> **Passage shown**
╔══

Tag Archives: Barry Meier

Wrapping Up 2022

It’s the end of the year, time to look back. 

This year marked the ninth year of daily blogging!  That’s crazy, not to mention pointless.  Literally no one asked for it. : – (

But you got it anyway.

Coverage continues about the same.  Dinosaurs and Robots.  Cryptocurrency and Quantum Computing.  Bugs (i.e., software bugs). 

And weekly book reviews.

In other news…

I’ll note that this year I shutdown my never really used twitter account—I was a trend leader in not using twitter!

I also shutdown and cleaned out all of my NFTs and crypto stuff.  These were basically experiments, intended to see how stuff works.  Again, I’m leading the trend, walking away from NFTs and crypto. Be smart. Walk away now.

And, after wanting to do it all my life, I installed solar panels!  Hey, look at me!  I’m a power company!  There is an app, natch, which tells me that I have generated 1.3MWhr of pure, clean, yummy solar electricity since June 21.  A-a-a-h!  Refreshing!


Best Robot of the Year

I haven’t really been rating robots, but I realized that mostly I blog about robots that capture my childish sense of wonder.  Cool robots.  Weird robots.  Outstanding robots.

So, looking over the posts this year, what is the best robot of 2022 in this blog?

Obviously, the Ingenuity Mars Copter is in a category of its own! 

I mean it’s (a) real and (b) flying on Mars!!!!  Flying! On Mars!  This is what robots are supposed to be!

Down here on Earth, there are lots and lots and lots of robots and robot projects.  I’ll call attention to a few that stand out by not following the herd:

  • Ibex – I want a robot I can ride.  With horns!
  • Wheelbot – how does this even work?  It’s magical.
  • Volodrone – one of the winners in the “that’s not big enough!” department!

But I’m going to tip my hat to the prohibitive favorite: The land of Real Gundam.

As my post indicated:  the purpose of this device is to BE AWESOME.  Why did we build it?  BECAUSE WE COULD.

Now THAT’S what I call a robot!


Dave Barry Tribute Band Names

As always, I noted ideas for band names, taken from real science and technology articles.

Let me pick a couple of favorites:

Trilobite Eyes
Fluidic innervation

Most of this years list:

Ankylosaur’s Tail-Club
Ankylosaur’s Hair Club
Leidenfrost effect
Structured Thermal Armour
Embayment
Foehn wind 
Fluidic innervation

Sensorize
Ultrafast
Energy exchange
Two single Rydbergs
A jumping reaction wheel unicycle
Non-holonomic
Under-actuated dynamics
Two unstable degrees of freedom
Self-erection
Disturbance rejection
While balancing
Entanglement purification
Doubling architecture
Quantum memories
Entanglement fidelities
Brain slosh reductions (This should be a cocktail)

╚══

> **Set exercise a**
According to the year-end blog post, why is the Ingenuity Mars Copter in a category of its own among the robots of 2022?

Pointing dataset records
╔══

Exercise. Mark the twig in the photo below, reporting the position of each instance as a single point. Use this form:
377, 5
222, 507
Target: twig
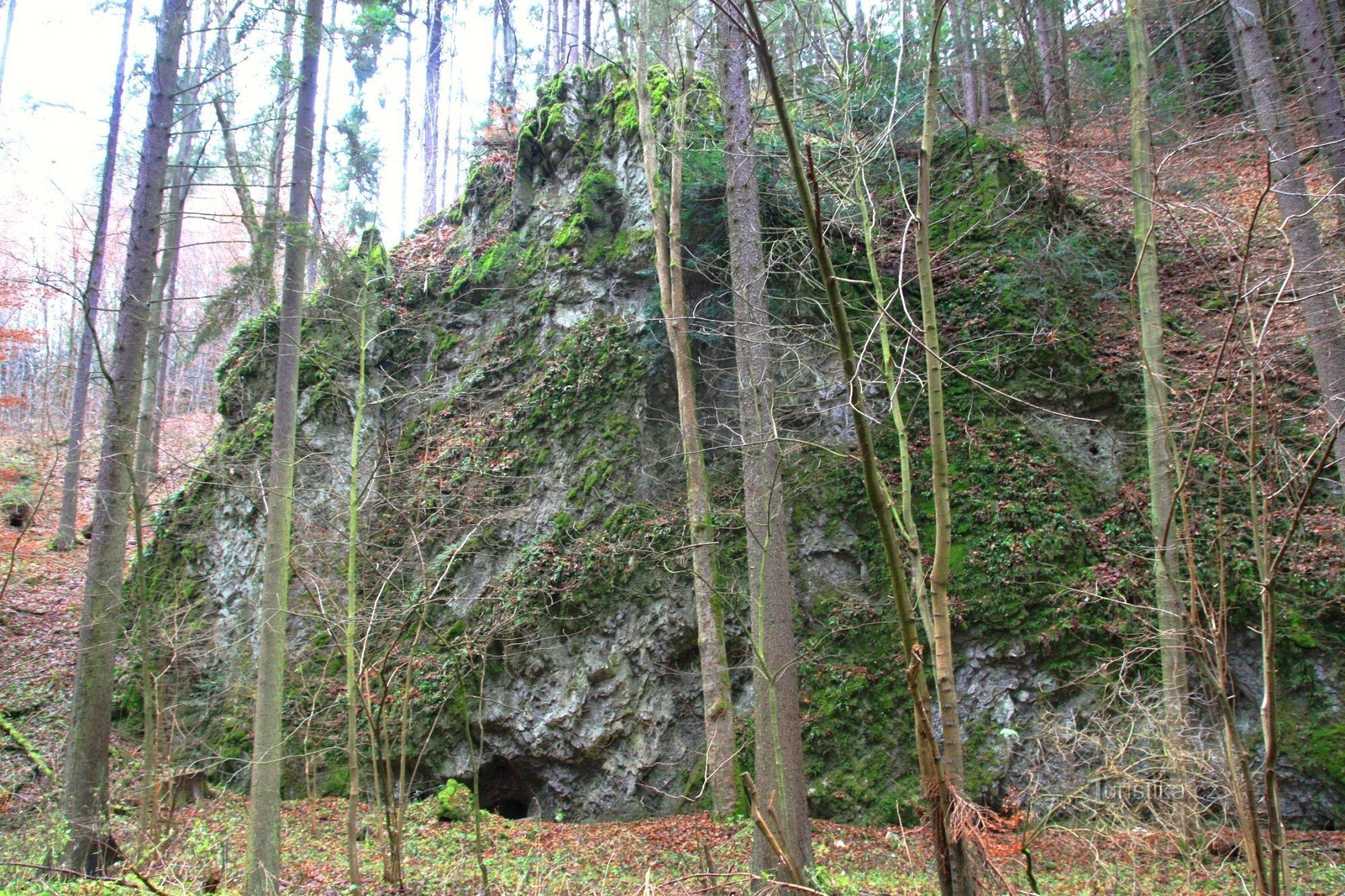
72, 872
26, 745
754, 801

╚══

> **Set exercise b**
Rewrite the pointing dataset records with "twig" replaced by "branch" and everything else unchanged, omitting the pictures.

> **Response a**
The post says it is in a category of its own because it is real and it is flying on Mars. The writer adds that this is what robots are supposed to be.

> **Response b**
Exercise. Mark the branch in the photo below, reporting the position of each instance as a single point. Use this form:
377, 5
222, 507
Target: branch
72, 872
26, 745
754, 801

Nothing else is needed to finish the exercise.